There was a time when I didn’t meet new people easily. I wanted friends, but didn’t believe anyone could like me if they knew me too well, so I tended to avoid people. Or worse, only let myself know people superficially. It’s one of the reasons I was a terrible newspaper reporter – I was never really comfortable talking to people, which is probably the worst trait a reporter can have.
This was probably the last barrier that she was able to break down. Jill is so naturally outgoing and pleasant to be with that if you are going to spend much time in her company, you can’t help getting infected with such people skills. Today I am a leader at my primary job, I absolutely adore interacting with the public as a projectionist at the Vinton Palace Theatre. I’m even attempting to start a little side-business as a photographer, a job where (much like the reporter I tried to be 30 years ago), success absolutely depends on making people relaxed and comfortable with you. That starts with you being comfortable with them. I’ve already been as successful as I could have hoped to be with photography, so anything from here on is gravy.
But I could never have started such a venture without Jill’s influence, without her constantly and gently chipping away at the walls I insulated myself with.
I owe her the meaning of my life.
I’m not exactly entering my twilight years, but I suppose my life is at least creeping into late afternoon. This realization has led to some startling self discoveries. Most of the things I dreamed of when I was younger are not going to come to pass. I’m not going to be wealthy. In fact, I will never even be able to retire. I haven’t made a meaningful difference to the larger world. My job, while rewarding in many ways, is involved with things that aren’t going to make the world a better place in the sense of feeding the hungry or correcting injustices. I’m never going to travel to outer space or do anything at all particularly extraordinary that the world will sit up and take notice of.
Some days it still feels like I get up and struggle through a long, hard day for no more benefit than the privilege of getting up tomorrow and doing it again.
But Jill has taught me (though sometimes she needs to remind me) that I make a difference where it counts: in our home, in our circle of friends. There are people who will always be grateful to me for the pictures that I’ve taken of them and their loved ones, and I am grateful for the opportunities they have trusted me with. There are co-workers who will always be grateful that I help to improve their work, and I am grateful to have my work improved by them (yes, I’m sometimes a little slow to acknowledge that!) Jill never lectures. She demonstrates. She provides an example. And I learn from her each and every day I am with her.

# Tasks to complete:
[1] In the essay about Jill, at what venue does the writer work as a projectionist?
[2] Continue the essay about Jill, picking up after its final sentence.

# Supplied information:
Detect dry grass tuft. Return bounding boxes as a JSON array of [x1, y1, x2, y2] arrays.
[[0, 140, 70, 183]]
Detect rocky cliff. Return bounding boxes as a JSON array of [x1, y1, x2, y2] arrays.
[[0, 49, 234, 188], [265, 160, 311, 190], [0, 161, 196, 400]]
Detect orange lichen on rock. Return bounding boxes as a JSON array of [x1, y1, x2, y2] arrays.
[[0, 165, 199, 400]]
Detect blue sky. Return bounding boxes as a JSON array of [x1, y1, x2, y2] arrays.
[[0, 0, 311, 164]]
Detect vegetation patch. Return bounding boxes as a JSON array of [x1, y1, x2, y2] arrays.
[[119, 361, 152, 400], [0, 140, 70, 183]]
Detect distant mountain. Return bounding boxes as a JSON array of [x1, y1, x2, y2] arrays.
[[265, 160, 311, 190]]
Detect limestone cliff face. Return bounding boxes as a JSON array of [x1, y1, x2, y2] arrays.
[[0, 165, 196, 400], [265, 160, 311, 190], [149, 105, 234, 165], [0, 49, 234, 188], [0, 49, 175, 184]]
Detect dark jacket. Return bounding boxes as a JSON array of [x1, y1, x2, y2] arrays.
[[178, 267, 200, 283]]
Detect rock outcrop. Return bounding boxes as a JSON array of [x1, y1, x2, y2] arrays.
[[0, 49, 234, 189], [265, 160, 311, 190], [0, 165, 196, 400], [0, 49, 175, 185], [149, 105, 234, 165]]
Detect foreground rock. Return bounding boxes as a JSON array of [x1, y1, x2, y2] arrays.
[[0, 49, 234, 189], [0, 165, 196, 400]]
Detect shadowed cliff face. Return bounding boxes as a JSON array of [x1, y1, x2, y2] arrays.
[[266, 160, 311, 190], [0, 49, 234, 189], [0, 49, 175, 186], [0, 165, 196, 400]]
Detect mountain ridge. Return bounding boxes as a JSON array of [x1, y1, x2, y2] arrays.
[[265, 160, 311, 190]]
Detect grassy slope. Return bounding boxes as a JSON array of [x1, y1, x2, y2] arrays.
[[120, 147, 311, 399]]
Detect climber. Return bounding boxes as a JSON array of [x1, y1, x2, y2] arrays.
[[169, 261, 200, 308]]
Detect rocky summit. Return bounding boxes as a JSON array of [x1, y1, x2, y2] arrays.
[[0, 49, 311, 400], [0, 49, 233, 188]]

# Responses to the tasks:
[1] The Vinton Palace Theatre.

[2]
I owe her my self-worth
I’ve spent this post painting a pretty ugly picture of myself, at least the way I used to be. It is undoubtedly skewed as I tend to be my own worst critic. But even if exaggerated, the basic points are true. And as one might expect, the kind of self-image I’ve just painted of my twenty-something years would suggest that I thought little of my own value.
How do I count my value? How do I sum up the things that I have? A decent car, a house that is sufficient for our needs. But there is so much more.
I have a mental outlook of optimism. I believe in Jill, and I believe in myself. I have a wife who is loving, devoted, and more than I could ever have hoped to attain. I have all of the things that I have expressed earlier in this post; important things, and she is responsible above all others for my having achieved them.
Yet there is one thing more that I have. Perhaps the most meaningful and resonant thing I could ever have. Something that has deeply affected me and those around me, and which has allowed my love for Jill to grow and mature in ways that I could not have dreamed possible.
I have received from her the understanding that that the most important thing that I have is the ability to give of myself to her, and to others. I don’t always do that as well as I can, or should. But I try, each and every day, to do my best to improve myself by helping who I can however I can. Especially Jill. I do it because I owe it to her, and much more.
I do it because she has earned my effort and my devotion, and I give it gladly.